→ **Selection**
---

Lies, damn lies and … big data!

Editor Neil McNaughton argues that ‘big data’ is old hat! In the fifty or so years since numerical classifications methods were trialed by geologists, some learnings appear to have been forgotten. A timely issue of Nature addresses the dangers of ‘point and click' statistical software.

Speaking at ECIM (more on page 6), Teradata’s Niall O’Doherty opined that one of the myths of big data is that it is something new. His words came back to me as I sat in on the analytics/big data track at the Society of Petroleum Engineers ATCE in Houston a couple of weeks later (more next month). For yes, big data and its accompanying statistical toolset is almost as old as computing itself, as any user of the venerable SPSS* package will tell you.

My own first exposure to what was then ‘numerical taxonomy’ dates back almost 50 years. At the time I was studying geology, not computer science. Moreover I was not a very good student. This was the late 1960s and there was other stuff to do.

---

→ **Data excerpt**

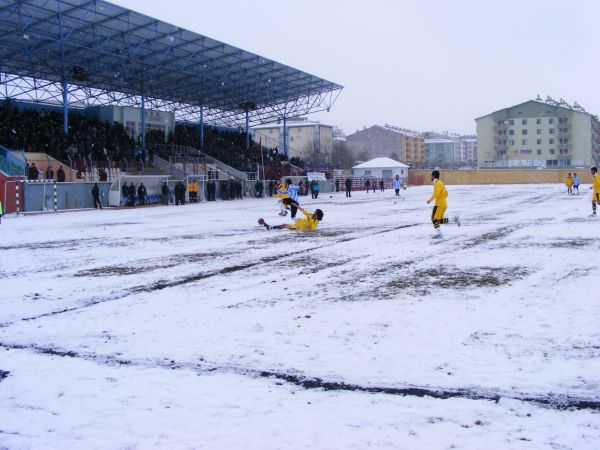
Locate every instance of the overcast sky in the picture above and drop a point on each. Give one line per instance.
(423, 65)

---

→ **Requests**
(a) Please list every term that the editorial on big data sets inside single quotation marks, giving each one once.
(b) According to the editorial on big data, what subject was the writer studying at the time of a first exposure to numerical taxonomy?

→ **Answers for the exercise**
(a)
‘big data’
‘point and click’
‘numerical taxonomy’

(b) Geology.